*About this exercise:*
Start to finish, copy the data exactly.

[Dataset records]

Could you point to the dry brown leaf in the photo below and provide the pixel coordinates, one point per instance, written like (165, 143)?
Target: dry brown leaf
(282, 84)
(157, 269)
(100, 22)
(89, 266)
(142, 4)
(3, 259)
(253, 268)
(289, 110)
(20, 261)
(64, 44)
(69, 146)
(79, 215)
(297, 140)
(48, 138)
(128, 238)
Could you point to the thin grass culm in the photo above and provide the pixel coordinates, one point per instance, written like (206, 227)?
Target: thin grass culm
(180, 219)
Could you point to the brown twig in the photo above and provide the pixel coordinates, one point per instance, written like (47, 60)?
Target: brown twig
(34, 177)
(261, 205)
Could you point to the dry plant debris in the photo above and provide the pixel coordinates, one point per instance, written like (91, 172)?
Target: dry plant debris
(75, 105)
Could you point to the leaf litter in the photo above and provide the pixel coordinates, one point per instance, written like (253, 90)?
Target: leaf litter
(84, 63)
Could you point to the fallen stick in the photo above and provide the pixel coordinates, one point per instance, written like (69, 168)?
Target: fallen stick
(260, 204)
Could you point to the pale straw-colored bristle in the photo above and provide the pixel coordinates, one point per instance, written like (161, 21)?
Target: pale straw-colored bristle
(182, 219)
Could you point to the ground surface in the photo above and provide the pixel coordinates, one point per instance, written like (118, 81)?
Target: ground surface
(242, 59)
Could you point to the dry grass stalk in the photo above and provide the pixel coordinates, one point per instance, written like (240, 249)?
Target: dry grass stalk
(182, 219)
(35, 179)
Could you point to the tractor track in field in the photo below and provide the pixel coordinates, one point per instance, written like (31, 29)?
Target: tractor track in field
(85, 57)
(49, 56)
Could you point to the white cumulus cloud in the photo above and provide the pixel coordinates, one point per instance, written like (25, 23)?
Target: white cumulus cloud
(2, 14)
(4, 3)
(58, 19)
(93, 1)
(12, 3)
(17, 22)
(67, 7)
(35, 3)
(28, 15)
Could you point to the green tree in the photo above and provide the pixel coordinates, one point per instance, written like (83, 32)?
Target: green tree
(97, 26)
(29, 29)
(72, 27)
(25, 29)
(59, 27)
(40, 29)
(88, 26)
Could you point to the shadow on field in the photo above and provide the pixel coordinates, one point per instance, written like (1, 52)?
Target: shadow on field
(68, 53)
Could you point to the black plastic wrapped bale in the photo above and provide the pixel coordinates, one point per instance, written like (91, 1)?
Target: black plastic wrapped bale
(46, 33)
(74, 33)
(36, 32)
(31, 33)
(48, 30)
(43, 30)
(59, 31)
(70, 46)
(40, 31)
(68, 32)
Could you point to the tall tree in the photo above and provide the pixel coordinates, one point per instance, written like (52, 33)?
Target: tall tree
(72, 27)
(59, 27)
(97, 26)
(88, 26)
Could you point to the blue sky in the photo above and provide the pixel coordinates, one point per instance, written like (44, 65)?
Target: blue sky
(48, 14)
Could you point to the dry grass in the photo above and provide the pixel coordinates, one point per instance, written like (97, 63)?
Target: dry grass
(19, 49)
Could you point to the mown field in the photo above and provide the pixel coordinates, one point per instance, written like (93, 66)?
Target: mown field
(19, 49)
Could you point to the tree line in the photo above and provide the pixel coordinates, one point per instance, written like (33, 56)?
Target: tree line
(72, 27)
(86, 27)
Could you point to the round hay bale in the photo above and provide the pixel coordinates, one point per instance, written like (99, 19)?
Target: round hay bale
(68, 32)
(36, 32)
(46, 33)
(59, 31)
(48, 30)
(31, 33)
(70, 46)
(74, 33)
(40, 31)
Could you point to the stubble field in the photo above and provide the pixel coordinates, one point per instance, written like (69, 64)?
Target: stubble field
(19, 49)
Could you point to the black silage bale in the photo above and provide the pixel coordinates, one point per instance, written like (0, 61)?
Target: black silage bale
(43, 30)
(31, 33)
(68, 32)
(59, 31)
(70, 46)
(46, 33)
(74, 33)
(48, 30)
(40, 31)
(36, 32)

*Written answer:*
Could you point to the dry brown leaf in the photo below and provide the pixel coordinates, one point per instance, written like (165, 143)?
Target: dry brown leaf
(282, 84)
(157, 269)
(100, 22)
(89, 266)
(142, 4)
(3, 259)
(253, 268)
(289, 110)
(20, 261)
(64, 44)
(69, 146)
(79, 215)
(297, 140)
(48, 138)
(128, 238)
Could you point to the thin grass culm in the photo above and provide the pixel coordinates, one point per instance, written like (206, 227)?
Target: thin grass culm
(180, 219)
Could you point to the brown twig in the photo above and provide the pixel coordinates, one point per instance, written like (47, 60)?
Target: brown twig
(34, 177)
(261, 205)
Could you point to the dry plant debris in the photo above and provide the pixel coordinates, one point per instance, written like (91, 172)?
Target: dry plant debris
(75, 105)
Could you point to the leaf litter in the photo above and provide the pixel coordinates, one point per instance, written like (253, 90)?
Target: leaf litter
(84, 63)
Could you point to the fallen stick in the photo above and provide the pixel coordinates, one point per instance, written like (69, 168)?
Target: fallen stick
(260, 204)
Could you point to the pale straw-colored bristle in the photo above and provide the pixel coordinates, one point per instance, written like (161, 21)?
Target: pale straw-colored bristle
(182, 219)
Could you point to the ground surface in the photo above and provide the pixel coordinates, one point per instance, written like (118, 81)?
Target: ground surface
(242, 59)
Could you point to the dry grass stalk in the photo above and provide the pixel coordinates, one point per instance, written like (240, 249)?
Target: dry grass stalk
(182, 219)
(35, 179)
Could you point to the tractor track in field in the photo below and provide the pixel coordinates, one point per instance, written like (31, 29)?
Target: tractor track in field
(85, 57)
(49, 56)
Could you point to the white cumulus cloud in the photo above and provide the pixel coordinates, one point per instance, written like (25, 23)?
Target: white cumulus cloud
(2, 14)
(4, 3)
(58, 19)
(93, 1)
(12, 3)
(17, 22)
(67, 7)
(35, 3)
(28, 15)
Could you point to the green tree in the photo above and provide the pixel coordinates, one point per instance, written like (83, 32)?
Target: green tree
(97, 26)
(29, 29)
(72, 27)
(25, 29)
(59, 27)
(40, 29)
(88, 26)
Could you point to the shadow on field in the photo above and provide the pixel coordinates, one point per instance, written like (1, 52)?
Target: shadow on field
(68, 53)
Could you point to the black plastic wrapped bale in the photo above and provide the pixel coordinates, one point per instance, written like (91, 1)?
Target: black plastic wrapped bale
(46, 33)
(74, 33)
(36, 32)
(31, 33)
(48, 30)
(43, 30)
(59, 31)
(70, 46)
(40, 31)
(68, 32)
Could you point to the tall tree in the photo above and provide the pixel coordinates, one point per instance, written like (52, 33)?
Target: tall tree
(72, 27)
(59, 27)
(97, 26)
(88, 26)
Could you point to the blue sky in the photo above and provide the pixel coordinates, one point per instance, written like (44, 65)?
Target: blue sky
(48, 14)
Could you point to the dry grass in the photo above and provide the pixel coordinates, one point per instance, written like (97, 63)?
Target: dry grass
(19, 49)
Could you point to the mown field in the photo above and provide the pixel coordinates, one point per instance, written like (93, 66)?
Target: mown field
(19, 49)
Could you point to the tree line in the photo above and provide the pixel coordinates, one point per instance, written like (33, 56)?
Target: tree line
(72, 27)
(86, 27)
Could you point to the round hay bale in the photo above and provide the pixel coordinates, one point per instance, written like (99, 19)?
Target: round hay bale
(68, 32)
(36, 32)
(46, 33)
(59, 31)
(48, 30)
(31, 33)
(70, 46)
(74, 33)
(40, 31)
Could you point to the stubble field in the photo above and provide the pixel coordinates, one point per instance, written like (69, 64)?
Target: stubble field
(19, 49)
Could you point to the black silage bale in the photo above and provide the pixel coordinates, one point per instance, written like (0, 61)?
Target: black silage bale
(43, 30)
(31, 33)
(68, 32)
(59, 31)
(70, 46)
(46, 33)
(74, 33)
(48, 30)
(40, 31)
(36, 32)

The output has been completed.